### Problem requirements:
Put every line of the entries below into a numbered list, leaving out any blank lines.

### Stored rows:

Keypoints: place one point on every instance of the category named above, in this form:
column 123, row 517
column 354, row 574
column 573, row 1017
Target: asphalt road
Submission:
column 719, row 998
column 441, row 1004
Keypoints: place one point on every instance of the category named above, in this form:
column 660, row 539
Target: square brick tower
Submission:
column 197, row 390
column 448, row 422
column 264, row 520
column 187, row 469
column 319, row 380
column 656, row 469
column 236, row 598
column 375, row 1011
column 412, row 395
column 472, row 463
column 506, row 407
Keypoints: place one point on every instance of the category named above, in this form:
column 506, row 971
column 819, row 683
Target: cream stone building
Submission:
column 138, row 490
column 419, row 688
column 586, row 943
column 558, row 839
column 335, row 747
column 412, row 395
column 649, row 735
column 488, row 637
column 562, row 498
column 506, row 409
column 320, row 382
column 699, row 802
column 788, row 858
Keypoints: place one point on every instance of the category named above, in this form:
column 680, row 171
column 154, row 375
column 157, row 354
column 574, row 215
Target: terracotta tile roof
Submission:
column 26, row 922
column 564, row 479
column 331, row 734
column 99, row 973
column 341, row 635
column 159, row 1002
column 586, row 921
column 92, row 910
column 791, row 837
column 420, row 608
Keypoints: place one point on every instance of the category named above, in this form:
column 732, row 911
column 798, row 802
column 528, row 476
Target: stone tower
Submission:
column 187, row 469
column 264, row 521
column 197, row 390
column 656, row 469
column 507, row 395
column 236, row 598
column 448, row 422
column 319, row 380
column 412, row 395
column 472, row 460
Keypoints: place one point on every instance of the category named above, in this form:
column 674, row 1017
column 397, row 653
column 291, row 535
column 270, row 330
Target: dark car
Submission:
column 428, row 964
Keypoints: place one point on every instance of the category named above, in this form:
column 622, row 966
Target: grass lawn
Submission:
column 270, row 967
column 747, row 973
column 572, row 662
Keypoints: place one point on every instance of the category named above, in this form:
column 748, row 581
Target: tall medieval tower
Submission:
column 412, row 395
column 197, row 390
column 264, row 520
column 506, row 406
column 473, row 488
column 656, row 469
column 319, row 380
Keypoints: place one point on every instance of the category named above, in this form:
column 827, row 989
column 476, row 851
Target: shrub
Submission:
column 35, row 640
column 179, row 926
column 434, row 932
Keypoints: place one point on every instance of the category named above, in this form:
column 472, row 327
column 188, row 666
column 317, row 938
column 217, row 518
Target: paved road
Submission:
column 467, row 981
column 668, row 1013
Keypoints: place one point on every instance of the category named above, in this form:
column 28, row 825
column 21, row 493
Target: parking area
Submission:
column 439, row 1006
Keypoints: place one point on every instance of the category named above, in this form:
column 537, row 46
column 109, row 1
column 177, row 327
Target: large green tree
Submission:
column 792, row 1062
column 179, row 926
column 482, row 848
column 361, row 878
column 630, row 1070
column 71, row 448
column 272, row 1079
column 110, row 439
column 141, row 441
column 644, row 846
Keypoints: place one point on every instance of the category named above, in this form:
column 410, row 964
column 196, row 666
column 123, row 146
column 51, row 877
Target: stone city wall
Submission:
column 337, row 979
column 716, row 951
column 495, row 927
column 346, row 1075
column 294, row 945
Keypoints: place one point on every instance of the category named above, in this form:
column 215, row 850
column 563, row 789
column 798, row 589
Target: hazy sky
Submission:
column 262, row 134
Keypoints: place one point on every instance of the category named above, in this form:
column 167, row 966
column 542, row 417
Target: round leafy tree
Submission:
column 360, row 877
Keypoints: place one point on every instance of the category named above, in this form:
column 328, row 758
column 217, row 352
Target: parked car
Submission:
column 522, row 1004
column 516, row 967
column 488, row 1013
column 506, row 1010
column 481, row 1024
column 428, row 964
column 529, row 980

### The response:
1. Keypoints: place one point on every instance of the category named above, in this form:
2. column 123, row 517
3. column 354, row 574
4. column 573, row 1017
5. Target: asphalt road
6. Submission:
7. column 719, row 998
8. column 441, row 1004
9. Keypoints: place one point on every instance of the category named above, in this form:
10. column 660, row 539
11. Target: square brick tower
12. Submission:
13. column 197, row 390
14. column 448, row 422
15. column 264, row 520
16. column 187, row 469
17. column 319, row 380
18. column 656, row 469
19. column 236, row 598
20. column 375, row 1011
21. column 412, row 395
22. column 472, row 463
23. column 506, row 407
24. Keypoints: place one point on every instance of the category named above, in this form:
25. column 506, row 971
26. column 819, row 683
27. Target: cream stone building
28. Submission:
29. column 138, row 490
30. column 419, row 688
31. column 586, row 943
32. column 558, row 839
33. column 335, row 747
34. column 412, row 395
35. column 649, row 735
36. column 488, row 637
37. column 562, row 498
38. column 506, row 409
39. column 320, row 382
40. column 699, row 802
41. column 788, row 858
42. Keypoints: place one point on every instance of the category named above, in this form:
43. column 680, row 171
44. column 154, row 375
45. column 157, row 354
46. column 574, row 215
47. Target: terracotta tile roof
48. Submission:
49. column 26, row 922
50. column 564, row 479
51. column 331, row 734
52. column 99, row 973
53. column 341, row 635
54. column 159, row 1002
55. column 586, row 921
56. column 92, row 910
57. column 791, row 837
58. column 420, row 608
59. Keypoints: place one point on every instance of the category named above, in this form:
60. column 732, row 911
61. column 798, row 802
62. column 528, row 476
63. Target: stone tower
64. Submission:
65. column 187, row 469
66. column 264, row 521
67. column 197, row 390
68. column 656, row 469
69. column 507, row 395
70. column 236, row 598
71. column 448, row 422
72. column 319, row 380
73. column 412, row 395
74. column 472, row 460
75. Keypoints: place one point on every instance of the category named above, in this form:
76. column 674, row 1017
77. column 397, row 653
78. column 291, row 535
79. column 270, row 330
80. Target: dark car
81. Submission:
82. column 428, row 964
83. Keypoints: place one point on every instance of the category named above, in this form:
84. column 622, row 966
85. Target: grass lawn
86. Submission:
87. column 270, row 967
88. column 747, row 973
89. column 572, row 662
90. Keypoints: place one point on every instance of the category named above, in this form:
91. column 748, row 581
92. Target: tall medieval tower
93. Submission:
94. column 412, row 395
95. column 197, row 390
96. column 264, row 520
97. column 506, row 406
98. column 473, row 488
99. column 656, row 469
100. column 319, row 380
101. Keypoints: place one point on every instance of the category named above, in this form:
102. column 827, row 989
103. column 476, row 851
104. Target: shrub
105. Submission:
106. column 35, row 640
107. column 179, row 926
108. column 434, row 932
109. Keypoints: place one point on every instance of the category named above, in this form:
110. column 472, row 327
111. column 188, row 666
112. column 317, row 938
113. column 217, row 518
114. Target: paved road
115. Submission:
116. column 467, row 981
117. column 668, row 1013
118. Keypoints: place one point on every instance of the category named above, in this form:
119. column 28, row 825
120. column 21, row 493
121. Target: parking area
122. Submission:
123. column 439, row 1006
124. Keypoints: place one point on every instance of the category named above, in this form:
125. column 537, row 46
126. column 109, row 1
127. column 177, row 327
128. Target: large green tree
129. Submission:
130. column 792, row 1062
131. column 179, row 926
132. column 482, row 848
133. column 361, row 878
134. column 630, row 1070
135. column 71, row 448
136. column 272, row 1079
137. column 110, row 439
138. column 141, row 441
139. column 644, row 846
140. Keypoints: place one point on every instance of the category named above, in this form:
141. column 410, row 964
142. column 196, row 666
143. column 123, row 146
144. column 51, row 877
145. Target: stone city wall
146. Submission:
147. column 337, row 979
148. column 716, row 951
149. column 495, row 927
150. column 346, row 1075
151. column 294, row 945
152. Keypoints: place one point on every instance of the category named above, in this form:
153. column 215, row 850
154. column 563, row 789
155. column 798, row 589
156. Target: hazy sky
157. Submission:
158. column 262, row 134
159. Keypoints: place one point on every instance of the category named above, in this form:
160. column 167, row 966
161. column 542, row 417
162. Target: round leafy tree
163. Submission:
164. column 360, row 877
165. Keypoints: place one point on every instance of the category named above, in this form:
166. column 328, row 758
167. column 217, row 352
168. Target: parked car
169. Submission:
170. column 522, row 1004
171. column 516, row 967
172. column 488, row 1013
173. column 506, row 1010
174. column 481, row 1024
175. column 428, row 964
176. column 529, row 980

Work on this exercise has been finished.